[Items from a data source]
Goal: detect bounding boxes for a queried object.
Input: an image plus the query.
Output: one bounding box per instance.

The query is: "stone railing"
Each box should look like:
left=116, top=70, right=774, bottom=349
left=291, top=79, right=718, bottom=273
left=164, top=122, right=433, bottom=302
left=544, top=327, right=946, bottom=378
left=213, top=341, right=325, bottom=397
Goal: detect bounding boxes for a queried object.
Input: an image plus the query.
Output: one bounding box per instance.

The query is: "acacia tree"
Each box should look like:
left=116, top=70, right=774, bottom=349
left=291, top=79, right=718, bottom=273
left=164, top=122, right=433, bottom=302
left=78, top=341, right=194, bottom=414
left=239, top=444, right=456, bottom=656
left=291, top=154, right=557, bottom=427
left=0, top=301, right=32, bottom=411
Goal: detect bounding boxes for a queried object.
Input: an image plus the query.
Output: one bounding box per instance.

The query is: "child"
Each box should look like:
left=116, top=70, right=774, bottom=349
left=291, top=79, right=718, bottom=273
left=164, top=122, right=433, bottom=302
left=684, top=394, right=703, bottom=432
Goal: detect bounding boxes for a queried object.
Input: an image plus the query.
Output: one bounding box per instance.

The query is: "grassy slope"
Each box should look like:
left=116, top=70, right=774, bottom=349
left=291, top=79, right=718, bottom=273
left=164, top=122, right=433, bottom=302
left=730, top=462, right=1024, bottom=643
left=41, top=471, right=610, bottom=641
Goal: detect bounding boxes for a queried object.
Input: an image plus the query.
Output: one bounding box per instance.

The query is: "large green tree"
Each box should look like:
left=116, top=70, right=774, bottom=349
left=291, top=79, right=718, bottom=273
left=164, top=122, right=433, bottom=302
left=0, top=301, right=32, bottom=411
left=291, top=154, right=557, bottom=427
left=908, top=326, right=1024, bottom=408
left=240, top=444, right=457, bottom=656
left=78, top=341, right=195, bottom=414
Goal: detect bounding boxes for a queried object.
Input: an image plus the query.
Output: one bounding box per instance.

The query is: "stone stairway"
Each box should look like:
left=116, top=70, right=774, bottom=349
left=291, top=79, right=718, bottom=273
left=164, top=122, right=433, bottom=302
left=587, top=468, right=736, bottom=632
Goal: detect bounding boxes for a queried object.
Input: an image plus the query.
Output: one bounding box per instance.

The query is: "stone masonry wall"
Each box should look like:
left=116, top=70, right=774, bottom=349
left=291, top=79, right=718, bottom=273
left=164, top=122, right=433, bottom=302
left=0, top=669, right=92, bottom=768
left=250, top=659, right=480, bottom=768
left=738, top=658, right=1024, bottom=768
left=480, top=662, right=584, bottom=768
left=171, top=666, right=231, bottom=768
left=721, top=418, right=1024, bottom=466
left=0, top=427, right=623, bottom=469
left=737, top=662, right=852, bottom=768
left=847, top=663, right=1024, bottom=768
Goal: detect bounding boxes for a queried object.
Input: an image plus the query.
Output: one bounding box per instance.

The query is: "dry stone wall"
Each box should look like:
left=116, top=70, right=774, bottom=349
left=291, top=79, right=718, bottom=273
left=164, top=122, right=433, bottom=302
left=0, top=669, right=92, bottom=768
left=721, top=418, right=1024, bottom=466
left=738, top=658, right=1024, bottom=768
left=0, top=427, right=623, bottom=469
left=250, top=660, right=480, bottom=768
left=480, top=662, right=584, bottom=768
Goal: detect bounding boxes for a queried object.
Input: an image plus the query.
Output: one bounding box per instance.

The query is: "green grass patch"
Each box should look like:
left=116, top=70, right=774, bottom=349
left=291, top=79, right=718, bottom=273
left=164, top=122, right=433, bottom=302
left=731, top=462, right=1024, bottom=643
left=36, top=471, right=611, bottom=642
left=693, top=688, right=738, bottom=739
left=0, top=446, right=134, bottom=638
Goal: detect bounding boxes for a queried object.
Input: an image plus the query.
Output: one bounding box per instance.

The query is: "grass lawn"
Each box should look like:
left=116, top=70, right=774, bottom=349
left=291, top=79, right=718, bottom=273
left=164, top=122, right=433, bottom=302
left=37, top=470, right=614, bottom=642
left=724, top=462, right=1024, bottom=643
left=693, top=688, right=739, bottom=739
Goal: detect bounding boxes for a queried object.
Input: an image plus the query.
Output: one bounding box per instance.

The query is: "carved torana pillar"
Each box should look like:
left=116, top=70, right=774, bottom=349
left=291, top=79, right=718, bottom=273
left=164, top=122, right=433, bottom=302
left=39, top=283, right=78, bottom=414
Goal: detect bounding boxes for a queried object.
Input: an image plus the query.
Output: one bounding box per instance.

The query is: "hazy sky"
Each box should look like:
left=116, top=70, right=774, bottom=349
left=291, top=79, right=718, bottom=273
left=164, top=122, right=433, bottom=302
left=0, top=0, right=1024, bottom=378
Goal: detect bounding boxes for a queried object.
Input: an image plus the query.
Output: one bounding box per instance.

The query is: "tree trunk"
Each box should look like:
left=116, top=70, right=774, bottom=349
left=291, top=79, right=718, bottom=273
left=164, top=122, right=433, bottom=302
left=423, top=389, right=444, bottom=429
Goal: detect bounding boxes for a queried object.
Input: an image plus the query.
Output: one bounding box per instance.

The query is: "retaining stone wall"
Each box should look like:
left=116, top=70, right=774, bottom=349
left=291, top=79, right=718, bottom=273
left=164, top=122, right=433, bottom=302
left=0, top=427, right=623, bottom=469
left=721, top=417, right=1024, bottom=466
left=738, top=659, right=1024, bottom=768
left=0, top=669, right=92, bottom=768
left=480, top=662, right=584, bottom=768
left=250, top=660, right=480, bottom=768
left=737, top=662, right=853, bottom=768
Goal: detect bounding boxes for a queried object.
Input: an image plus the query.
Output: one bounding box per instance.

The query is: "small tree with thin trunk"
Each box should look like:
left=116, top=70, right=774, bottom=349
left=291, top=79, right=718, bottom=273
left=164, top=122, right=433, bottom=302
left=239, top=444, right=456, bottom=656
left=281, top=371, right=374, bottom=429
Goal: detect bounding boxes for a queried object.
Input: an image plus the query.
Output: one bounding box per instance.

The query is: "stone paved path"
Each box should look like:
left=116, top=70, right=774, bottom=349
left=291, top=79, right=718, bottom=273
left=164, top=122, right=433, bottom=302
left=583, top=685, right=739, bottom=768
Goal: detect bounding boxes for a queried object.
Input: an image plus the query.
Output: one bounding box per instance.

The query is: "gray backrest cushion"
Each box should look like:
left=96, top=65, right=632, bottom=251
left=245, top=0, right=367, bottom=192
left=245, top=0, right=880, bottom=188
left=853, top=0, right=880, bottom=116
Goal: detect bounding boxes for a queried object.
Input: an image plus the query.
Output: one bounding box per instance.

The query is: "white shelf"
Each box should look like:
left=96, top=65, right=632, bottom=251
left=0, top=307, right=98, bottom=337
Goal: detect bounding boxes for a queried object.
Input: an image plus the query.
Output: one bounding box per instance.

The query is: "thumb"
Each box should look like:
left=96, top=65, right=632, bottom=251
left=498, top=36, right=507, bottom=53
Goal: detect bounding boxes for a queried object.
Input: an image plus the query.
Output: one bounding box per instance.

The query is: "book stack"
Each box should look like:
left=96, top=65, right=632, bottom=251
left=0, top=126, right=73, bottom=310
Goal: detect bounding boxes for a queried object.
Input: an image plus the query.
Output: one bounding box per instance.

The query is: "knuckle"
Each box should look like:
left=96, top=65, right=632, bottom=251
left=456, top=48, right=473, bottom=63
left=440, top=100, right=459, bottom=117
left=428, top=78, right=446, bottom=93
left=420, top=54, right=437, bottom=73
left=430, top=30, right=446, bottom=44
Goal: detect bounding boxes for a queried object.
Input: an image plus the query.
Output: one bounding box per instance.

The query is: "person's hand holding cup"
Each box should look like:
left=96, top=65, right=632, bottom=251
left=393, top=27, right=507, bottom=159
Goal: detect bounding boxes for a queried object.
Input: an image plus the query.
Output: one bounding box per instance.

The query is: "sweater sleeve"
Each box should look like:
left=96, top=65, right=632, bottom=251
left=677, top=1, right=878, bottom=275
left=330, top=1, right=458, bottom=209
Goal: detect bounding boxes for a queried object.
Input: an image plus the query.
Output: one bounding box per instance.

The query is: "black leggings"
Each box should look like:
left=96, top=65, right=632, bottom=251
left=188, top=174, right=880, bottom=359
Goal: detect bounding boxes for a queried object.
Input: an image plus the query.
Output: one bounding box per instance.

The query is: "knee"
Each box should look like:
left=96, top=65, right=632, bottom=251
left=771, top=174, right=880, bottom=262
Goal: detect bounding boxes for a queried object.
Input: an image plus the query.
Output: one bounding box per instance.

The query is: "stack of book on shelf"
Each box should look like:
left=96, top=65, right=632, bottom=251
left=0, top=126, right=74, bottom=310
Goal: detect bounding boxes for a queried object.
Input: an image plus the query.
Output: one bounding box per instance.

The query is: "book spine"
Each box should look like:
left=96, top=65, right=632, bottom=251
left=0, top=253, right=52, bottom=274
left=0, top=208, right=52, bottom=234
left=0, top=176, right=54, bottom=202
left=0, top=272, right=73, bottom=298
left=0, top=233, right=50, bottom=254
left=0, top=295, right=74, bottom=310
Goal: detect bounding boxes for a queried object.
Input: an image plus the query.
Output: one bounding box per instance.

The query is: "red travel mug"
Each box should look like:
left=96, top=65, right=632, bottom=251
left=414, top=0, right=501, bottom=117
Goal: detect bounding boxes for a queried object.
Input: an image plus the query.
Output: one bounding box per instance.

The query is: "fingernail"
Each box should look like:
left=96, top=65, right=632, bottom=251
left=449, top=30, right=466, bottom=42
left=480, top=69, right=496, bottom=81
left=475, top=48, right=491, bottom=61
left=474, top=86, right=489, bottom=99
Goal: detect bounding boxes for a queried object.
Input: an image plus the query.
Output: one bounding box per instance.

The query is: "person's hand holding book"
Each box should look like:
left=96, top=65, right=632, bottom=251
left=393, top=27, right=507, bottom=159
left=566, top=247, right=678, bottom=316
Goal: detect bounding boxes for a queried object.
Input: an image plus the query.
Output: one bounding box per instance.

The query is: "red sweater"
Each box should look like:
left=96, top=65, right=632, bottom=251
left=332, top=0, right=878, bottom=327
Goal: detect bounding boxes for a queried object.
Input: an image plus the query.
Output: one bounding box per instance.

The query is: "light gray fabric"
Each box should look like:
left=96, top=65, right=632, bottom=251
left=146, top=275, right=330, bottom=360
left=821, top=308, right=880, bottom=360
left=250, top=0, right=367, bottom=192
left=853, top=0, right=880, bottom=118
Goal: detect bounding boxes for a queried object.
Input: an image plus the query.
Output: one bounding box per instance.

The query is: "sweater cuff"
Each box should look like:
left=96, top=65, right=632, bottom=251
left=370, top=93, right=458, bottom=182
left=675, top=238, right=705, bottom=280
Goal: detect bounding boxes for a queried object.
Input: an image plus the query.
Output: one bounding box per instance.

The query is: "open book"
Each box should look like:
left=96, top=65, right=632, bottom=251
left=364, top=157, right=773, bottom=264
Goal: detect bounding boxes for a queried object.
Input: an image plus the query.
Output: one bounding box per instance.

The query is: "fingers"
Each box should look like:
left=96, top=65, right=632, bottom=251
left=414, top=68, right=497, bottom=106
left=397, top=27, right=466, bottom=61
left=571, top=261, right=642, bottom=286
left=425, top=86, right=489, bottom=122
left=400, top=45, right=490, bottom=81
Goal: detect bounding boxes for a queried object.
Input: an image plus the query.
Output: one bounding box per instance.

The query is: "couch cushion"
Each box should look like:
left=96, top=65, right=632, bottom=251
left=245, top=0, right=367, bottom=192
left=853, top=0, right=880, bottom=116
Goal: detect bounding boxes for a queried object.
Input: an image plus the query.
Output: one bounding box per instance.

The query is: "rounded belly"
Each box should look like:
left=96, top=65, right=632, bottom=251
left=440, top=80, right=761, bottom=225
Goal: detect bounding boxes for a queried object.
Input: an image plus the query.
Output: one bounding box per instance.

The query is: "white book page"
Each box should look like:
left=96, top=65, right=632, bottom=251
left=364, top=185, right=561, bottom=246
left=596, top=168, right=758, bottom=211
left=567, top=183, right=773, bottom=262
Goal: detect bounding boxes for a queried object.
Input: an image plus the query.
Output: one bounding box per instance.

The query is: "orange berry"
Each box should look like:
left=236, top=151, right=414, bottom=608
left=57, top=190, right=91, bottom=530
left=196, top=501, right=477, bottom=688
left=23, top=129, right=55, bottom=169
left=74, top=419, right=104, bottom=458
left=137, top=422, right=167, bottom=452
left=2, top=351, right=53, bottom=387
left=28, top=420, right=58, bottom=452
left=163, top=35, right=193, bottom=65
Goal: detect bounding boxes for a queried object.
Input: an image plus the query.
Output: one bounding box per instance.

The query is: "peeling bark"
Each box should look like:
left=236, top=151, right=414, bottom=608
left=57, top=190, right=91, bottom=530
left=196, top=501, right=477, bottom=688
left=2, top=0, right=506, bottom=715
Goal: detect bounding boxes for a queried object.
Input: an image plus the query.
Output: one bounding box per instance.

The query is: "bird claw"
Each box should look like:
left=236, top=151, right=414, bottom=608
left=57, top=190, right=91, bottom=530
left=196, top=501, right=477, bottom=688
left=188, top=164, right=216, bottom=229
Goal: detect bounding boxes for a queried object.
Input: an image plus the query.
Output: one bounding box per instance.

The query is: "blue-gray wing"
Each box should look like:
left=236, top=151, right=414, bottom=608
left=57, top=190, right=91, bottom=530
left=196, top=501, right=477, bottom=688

STATED TASK> Pull out every line in the items above that contains the word "white", and copy each one in full.

RESULT BELOW>
The query is: "white shelf"
The query is: "white book page"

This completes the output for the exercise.